## Exercise a
Copy out the latch base description below in full, word for word.

## Provided passage
>> Begin
Latch base 42 has a boxlike configuration with interconnected walls
shown as side walls 50 and back wall 52 that extend about the
respective portions of a latch base interior 54. A pin 56 extends
through the latch base interior 54, near back wall 52 and between
side walls 50, and extends into a bore(s) 58 toward the back of a
catch carrier body 60 of the floating catch carrier 46 to define a
pivot joint that pivotably holds the floating catch carrier 46 in
the latch base interior 54. The pre-latching alignment system 44
therefore provides the latch mechanism 30 and striker assembly 32
with features that engage and cooperate through various, for
example, sliding interfaces that facilitate pre-alignment of the
catch 47 to the striker 34 before they collide with each other
during active latching.
[0043] Still referring to FIG. 2, catch carrier body 60 is shown
having base segment 62, through which bore 58 extends. Base segment
62 is arranged toward the back of and extends across the width of
catch carrier body 60. At least one alignment block 64, shown here
as a pair of alignment blocks 64, is arranged toward the front of
catch carrier body 60. The alignment blocks 64 are shown
transversely spaced from each and extend longitudinally from and
lower than base segment 62 to provide a downward and
forward-extending forked configuration to a front end of the catch
carrier body 60. Alignment blocks 64 may be identical to each
other. Only features of the lower alignment block 64, as shown in
FIG. 2, are labeled, but are applicable to the upper alignment
block 64. Each alignment block 64 may include a back lower surface
66 that extends angularly down from base segment 62. An
intermediate bottom surface 68 of alignment block 64 extends from a
front edge of back lower surface 66. Alignment ramp 70 is shown
defined by a front lower surface 72 of alignment block 64 that
connects at its front end to shelf 74 that has a forward-facing
surface and an upper surface. Front upper surface 76 extends
angularly up and rearward from shelf 74 and connects to the top
wall 78 of alignment block 64.
>> End
## Exercise b
Count the lines in the records below that contain the string "instance", treating uppercase and lowercase as distinct, and give only the number.

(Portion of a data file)
>> Begin
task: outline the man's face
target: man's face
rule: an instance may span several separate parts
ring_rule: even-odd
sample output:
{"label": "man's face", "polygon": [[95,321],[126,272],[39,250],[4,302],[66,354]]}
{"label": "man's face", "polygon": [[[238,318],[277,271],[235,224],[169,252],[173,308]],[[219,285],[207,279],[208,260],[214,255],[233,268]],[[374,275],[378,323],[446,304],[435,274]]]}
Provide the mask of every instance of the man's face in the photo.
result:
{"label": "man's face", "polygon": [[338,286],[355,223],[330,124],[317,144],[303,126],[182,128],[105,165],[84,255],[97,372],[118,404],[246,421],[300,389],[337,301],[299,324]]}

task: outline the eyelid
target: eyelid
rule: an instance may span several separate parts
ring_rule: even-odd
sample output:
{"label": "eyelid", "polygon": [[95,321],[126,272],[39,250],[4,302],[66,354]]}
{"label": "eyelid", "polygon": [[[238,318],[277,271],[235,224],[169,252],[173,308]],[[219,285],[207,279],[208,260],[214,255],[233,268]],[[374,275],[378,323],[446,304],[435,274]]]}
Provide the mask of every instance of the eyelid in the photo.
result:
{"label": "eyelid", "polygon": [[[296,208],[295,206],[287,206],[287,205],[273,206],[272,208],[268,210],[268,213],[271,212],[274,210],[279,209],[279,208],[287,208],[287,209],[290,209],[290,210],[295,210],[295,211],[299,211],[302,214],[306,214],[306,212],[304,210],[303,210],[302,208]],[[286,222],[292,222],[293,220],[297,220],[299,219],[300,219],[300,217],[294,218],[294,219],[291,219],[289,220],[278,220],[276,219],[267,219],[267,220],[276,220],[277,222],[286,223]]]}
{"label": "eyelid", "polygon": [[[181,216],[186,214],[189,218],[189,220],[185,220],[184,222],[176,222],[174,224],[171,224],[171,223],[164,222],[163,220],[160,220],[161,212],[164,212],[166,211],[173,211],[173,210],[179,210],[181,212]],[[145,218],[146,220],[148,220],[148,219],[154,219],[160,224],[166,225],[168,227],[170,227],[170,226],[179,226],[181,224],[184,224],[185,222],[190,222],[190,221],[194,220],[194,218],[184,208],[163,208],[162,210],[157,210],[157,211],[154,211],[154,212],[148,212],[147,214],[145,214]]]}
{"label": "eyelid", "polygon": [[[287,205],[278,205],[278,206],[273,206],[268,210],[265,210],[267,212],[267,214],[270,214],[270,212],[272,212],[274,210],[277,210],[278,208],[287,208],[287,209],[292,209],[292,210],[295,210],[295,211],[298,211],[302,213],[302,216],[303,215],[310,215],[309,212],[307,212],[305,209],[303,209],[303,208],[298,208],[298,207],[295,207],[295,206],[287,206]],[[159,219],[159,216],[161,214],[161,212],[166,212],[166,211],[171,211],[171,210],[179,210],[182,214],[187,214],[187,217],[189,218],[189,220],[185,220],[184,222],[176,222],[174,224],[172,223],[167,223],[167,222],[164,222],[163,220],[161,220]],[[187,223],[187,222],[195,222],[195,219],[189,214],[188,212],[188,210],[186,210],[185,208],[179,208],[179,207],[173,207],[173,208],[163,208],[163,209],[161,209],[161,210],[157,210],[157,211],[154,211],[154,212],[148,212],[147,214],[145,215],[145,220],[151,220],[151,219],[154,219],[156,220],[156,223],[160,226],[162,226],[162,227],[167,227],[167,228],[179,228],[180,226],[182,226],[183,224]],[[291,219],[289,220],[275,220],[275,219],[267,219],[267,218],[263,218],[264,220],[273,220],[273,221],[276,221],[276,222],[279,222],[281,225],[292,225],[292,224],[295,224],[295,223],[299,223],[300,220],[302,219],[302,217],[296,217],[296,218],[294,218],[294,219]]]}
>> End
## Correct output a
Latch base 42 has a boxlike configuration with interconnected walls
shown as side walls 50 and back wall 52 that extend about the
respective portions of a latch base interior 54. A pin 56 extends
through the latch base interior 54, near back wall 52 and between
side walls 50, and extends into a bore(s) 58 toward the back of a
catch carrier body 60 of the floating catch carrier 46 to define a
pivot joint that pivotably holds the floating catch carrier 46 in
the latch base interior 54. The pre-latching alignment system 44
therefore provides the latch mechanism 30 and striker assembly 32
with features that engage and cooperate through various, for
example, sliding interfaces that facilitate pre-alignment of the
catch 47 to the striker 34 before they collide with each other
during active latching.
[0043] Still referring to FIG. 2, catch carrier body 60 is shown
having base segment 62, through which bore 58 extends. Base segment
62 is arranged toward the back of and extends across the width of
catch carrier body 60. At least one alignment block 64, shown here
as a pair of alignment blocks 64, is arranged toward the front of
catch carrier body 60. The alignment blocks 64 are shown
transversely spaced from each and extend longitudinally from and
lower than base segment 62 to provide a downward and
forward-extending forked configuration to a front end of the catch
carrier body 60. Alignment blocks 64 may be identical to each
other. Only features of the lower alignment block 64, as shown in
FIG. 2, are labeled, but are applicable to the upper alignment
block 64. Each alignment block 64 may include a back lower surface
66 that extends angularly down from base segment 62. An
intermediate bottom surface 68 of alignment block 64 extends from a
front edge of back lower surface 66. Alignment ramp 70 is shown
defined by a front lower surface 72 of alignment block 64 that
connects at its front end to shelf 74 that has a forward-facing
surface and an upper surface. Front upper surface 76 extends
angularly up and rearward from shelf 74 and connects to the top
wall 78 of alignment block 64.

## Correct output b
4